▸ WHAT YOU SHOULD DO:
In the text on positive thinking and self-created reality, who is named as the author of Shifting Worlds, Changing Minds: Where the Sciences and Buddhism Meet?

Nevertheless, the belief that we have already conspired to create the delusion we now call reality, and from which our imaginings can deliver us, grows ever more popular. In Shifting Worlds, Changing Minds: Where the Sciences and Buddhism Meet, Jeremy W. Hayward argues that everything we see and experience in the world about us is mere illusion. The mere fact that the universe obviously existed before homo sapiens came along to "create" reality with his imagination ought to be sufficient to end such theories, yet they persist....

In spite of its obvious folly and impossibility, the delusionary dream of playing God is so appealing that few people can resist the temptation when this carrot is dangled in front of them....  As we have already indicated, highly educated Westerners are embracing, as science, a Hindu gospel that must take much of the responsibility for making India one of the poorest, most superstition-bound countries in the world. This gospel offers to Calcutta's one million beggars who have been born and live and will die in its streets the good news that their running sores, gnawing hunger, and poverty do not really exist, but have been created by their own "negative" thinking. There is no suffering, disease, or death; one merely misperceives what is actually there. All one needs to do to change one's experience of life is to change the way one perceives it. In that same address to Congressional leaders, Edgar Mitchell declared:

Our physical and emotional well-being is totally under our control and we can train ourselves to control ourselves. It puts responsibility for health and well-being on the individual. I am not a victim. I choose on some level, whatever happens to me. Within ten years, the AMA will endorse this viewpoint.

As [Oprah Winfrey, Dr. Oz], and many other motivational speakers would persuade us if they could, anyone can change his entire world by changing his thoughts. Now this is either the most wonderful truth or else it is the cruelest hoax imaginable.

Who could reasonably doubt that it is the latter? Yet this delusion, surprisingly, continues to grow in popularity in spite of the obvious fact that no one (not even a patient in a mental hospital) lives in his own mentally created reality separate from the rest of the world.

Who walks in sunshine while others all around him are in the rain? Or who continues to fly safely through the air on a plane that the other passengers and crew, because of their negative thinking, "imagine" has sustained a powerful explosion and is falling from the sky? Or who can (by positive thinking) cause a stock that he or she owns to maintain its value, when, to everyone else's perception and according to the figures coming out of the New York Stock Exchange, that particular stock has drastically fallen in value? Nevertheless, millions are persuaded by gurus of the new consciousness that they have such "potential" and are purchasing and practicing various techniques for cultivating altered states in pursuit of this pot of gold at the end of the New Age rainbow.

Mystical fantasies in altered states aside, the daily experience of all mankind has always demonstrated that there is a common reality shared by all human beings upon planet Earth regardless of whether they are positive or negative thinkers. Ecological disaster or nuclear war, for example, do not threaten only those negative people who are pessimistic enough to believe in such horrors. The possibility of World War III is just as much a threat to those who display "Visualize Peace" stickers on their car bumpers, practice Transcendental Meditation faithfully, and think nothing but positive thoughts day and night as it is to anyone else.

Nor can it be argued that the majority belief is imposed upon the minority. This idea forms the basis for the attempt to mobilize hundreds of millions of people to meditate for peace in the hope that a "critical mass" of peaceful thinking will be reached and will thus tip the scales in the Universal Mind itself and bring about peace upon earth. If it requires millions or even billions of persons thinking the same thought together to effect such changes, then obviously one person could not possibly create his or her own individual reality in competition with billions or even thousands of other minds.

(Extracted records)
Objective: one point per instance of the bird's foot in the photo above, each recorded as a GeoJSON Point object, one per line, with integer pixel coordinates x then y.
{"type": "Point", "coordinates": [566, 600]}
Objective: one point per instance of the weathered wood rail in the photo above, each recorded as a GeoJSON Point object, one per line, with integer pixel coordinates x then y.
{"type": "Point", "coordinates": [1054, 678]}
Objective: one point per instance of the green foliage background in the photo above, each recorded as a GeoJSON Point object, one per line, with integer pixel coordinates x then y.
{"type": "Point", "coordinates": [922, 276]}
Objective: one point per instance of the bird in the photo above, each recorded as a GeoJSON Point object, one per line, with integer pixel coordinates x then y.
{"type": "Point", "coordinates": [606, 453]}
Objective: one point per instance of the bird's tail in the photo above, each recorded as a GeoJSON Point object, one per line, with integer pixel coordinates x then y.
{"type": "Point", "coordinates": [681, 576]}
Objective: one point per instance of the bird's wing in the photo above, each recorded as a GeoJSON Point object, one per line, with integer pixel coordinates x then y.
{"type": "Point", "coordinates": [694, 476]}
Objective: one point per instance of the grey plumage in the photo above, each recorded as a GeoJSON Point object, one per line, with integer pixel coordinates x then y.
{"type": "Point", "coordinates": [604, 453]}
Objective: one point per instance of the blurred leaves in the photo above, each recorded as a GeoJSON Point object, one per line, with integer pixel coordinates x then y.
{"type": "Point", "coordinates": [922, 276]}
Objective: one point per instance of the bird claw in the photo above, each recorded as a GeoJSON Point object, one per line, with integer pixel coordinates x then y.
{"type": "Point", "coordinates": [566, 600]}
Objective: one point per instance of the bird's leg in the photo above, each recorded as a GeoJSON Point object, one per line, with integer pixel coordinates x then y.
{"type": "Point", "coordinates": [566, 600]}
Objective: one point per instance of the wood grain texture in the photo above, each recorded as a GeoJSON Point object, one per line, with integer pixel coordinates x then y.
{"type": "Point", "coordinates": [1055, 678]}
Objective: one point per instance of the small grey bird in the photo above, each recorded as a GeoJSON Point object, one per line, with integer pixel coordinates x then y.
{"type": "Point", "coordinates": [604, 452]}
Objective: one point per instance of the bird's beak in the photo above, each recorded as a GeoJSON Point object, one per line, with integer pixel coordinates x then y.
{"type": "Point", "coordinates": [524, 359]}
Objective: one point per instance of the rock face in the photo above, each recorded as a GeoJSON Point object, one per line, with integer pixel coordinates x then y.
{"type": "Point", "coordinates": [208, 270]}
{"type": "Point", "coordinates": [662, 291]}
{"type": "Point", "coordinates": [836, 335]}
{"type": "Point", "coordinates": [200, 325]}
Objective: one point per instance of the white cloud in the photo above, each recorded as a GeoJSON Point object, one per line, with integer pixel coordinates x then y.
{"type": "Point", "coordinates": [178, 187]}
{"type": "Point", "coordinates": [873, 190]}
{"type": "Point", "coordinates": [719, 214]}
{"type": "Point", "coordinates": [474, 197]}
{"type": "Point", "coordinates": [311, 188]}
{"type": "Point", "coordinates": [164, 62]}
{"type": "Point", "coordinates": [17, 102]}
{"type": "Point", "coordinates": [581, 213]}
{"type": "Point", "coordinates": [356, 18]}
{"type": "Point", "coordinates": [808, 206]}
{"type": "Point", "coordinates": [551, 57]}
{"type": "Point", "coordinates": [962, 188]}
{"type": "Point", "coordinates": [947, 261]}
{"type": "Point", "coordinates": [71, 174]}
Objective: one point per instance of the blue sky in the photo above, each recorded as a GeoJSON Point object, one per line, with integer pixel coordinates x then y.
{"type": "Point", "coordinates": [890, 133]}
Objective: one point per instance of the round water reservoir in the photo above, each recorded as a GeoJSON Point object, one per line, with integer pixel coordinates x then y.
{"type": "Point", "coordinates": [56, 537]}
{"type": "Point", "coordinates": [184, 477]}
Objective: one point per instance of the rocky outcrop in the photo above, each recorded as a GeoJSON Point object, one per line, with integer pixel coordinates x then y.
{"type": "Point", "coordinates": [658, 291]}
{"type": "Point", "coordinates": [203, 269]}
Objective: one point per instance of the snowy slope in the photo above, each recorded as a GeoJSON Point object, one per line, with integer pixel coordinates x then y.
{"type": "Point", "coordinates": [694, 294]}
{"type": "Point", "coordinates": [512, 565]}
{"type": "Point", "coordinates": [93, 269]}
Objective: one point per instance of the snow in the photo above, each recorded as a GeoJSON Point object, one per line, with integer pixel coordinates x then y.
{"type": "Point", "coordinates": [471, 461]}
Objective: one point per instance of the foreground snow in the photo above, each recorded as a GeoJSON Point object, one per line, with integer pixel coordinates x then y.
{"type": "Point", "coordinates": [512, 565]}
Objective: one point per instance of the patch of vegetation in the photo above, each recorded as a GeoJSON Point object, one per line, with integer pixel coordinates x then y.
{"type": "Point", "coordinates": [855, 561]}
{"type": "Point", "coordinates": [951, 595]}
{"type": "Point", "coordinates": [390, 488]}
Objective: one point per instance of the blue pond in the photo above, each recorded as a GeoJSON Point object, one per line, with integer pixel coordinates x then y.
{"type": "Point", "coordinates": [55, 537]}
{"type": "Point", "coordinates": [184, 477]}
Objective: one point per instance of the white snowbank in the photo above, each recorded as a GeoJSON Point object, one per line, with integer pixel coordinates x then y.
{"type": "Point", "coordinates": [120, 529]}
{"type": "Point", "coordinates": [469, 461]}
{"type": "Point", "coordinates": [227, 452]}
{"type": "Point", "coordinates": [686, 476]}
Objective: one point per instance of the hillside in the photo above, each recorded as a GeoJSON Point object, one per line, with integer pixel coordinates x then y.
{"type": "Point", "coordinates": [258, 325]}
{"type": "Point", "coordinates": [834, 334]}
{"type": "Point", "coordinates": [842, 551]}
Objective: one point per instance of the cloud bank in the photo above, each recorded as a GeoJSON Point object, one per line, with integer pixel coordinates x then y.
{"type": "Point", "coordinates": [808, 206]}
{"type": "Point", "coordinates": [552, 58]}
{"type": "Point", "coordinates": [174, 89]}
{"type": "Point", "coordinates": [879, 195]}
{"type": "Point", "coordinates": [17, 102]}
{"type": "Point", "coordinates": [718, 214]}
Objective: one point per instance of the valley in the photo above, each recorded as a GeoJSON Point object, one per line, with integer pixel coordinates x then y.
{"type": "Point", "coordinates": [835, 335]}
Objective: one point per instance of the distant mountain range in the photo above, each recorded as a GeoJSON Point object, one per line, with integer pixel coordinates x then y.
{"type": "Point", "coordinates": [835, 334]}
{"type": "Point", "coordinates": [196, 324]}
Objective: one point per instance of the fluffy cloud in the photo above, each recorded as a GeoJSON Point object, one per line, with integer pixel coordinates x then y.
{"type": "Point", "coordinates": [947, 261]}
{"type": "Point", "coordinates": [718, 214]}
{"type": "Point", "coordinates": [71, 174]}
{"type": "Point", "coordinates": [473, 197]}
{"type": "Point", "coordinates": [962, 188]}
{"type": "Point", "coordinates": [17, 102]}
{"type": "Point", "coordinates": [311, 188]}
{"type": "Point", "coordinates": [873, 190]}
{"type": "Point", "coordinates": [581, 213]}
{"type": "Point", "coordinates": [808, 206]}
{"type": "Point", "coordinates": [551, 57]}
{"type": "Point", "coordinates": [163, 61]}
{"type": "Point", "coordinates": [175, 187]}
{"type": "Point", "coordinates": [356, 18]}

▸ WRITTEN REPLY:
Jeremy W. Hayward